-- WORK ITEM --
The records below must be copied in full, exactly as they read.

-- THE DATA --
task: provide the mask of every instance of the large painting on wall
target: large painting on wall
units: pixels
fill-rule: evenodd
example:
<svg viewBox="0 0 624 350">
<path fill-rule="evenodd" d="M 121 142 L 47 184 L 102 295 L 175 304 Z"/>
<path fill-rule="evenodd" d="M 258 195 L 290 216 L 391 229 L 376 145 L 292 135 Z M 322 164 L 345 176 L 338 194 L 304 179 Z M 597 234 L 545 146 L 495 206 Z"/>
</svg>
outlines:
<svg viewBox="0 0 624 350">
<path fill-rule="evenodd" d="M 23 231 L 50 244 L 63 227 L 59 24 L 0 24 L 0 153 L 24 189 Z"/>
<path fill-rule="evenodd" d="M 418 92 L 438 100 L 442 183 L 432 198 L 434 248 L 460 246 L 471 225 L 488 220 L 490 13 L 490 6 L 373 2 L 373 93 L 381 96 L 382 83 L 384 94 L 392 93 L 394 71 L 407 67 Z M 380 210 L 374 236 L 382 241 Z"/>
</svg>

-- TASK RESULT --
task: provide the mask of every instance of the large painting on wall
target: large painting on wall
units: pixels
fill-rule: evenodd
example:
<svg viewBox="0 0 624 350">
<path fill-rule="evenodd" d="M 121 142 L 47 184 L 102 295 L 175 304 Z"/>
<path fill-rule="evenodd" d="M 258 195 L 290 216 L 391 229 L 376 145 L 292 135 Z M 322 164 L 345 176 L 338 194 L 304 179 Z M 597 234 L 545 146 L 495 206 Z"/>
</svg>
outlines:
<svg viewBox="0 0 624 350">
<path fill-rule="evenodd" d="M 23 231 L 50 244 L 63 227 L 59 24 L 0 24 L 0 153 L 24 189 Z"/>
<path fill-rule="evenodd" d="M 418 92 L 438 100 L 442 183 L 432 198 L 434 248 L 460 246 L 471 225 L 488 220 L 490 13 L 490 6 L 373 2 L 373 93 L 381 96 L 382 83 L 384 94 L 392 93 L 394 71 L 407 67 Z M 380 210 L 374 236 L 382 241 Z"/>
</svg>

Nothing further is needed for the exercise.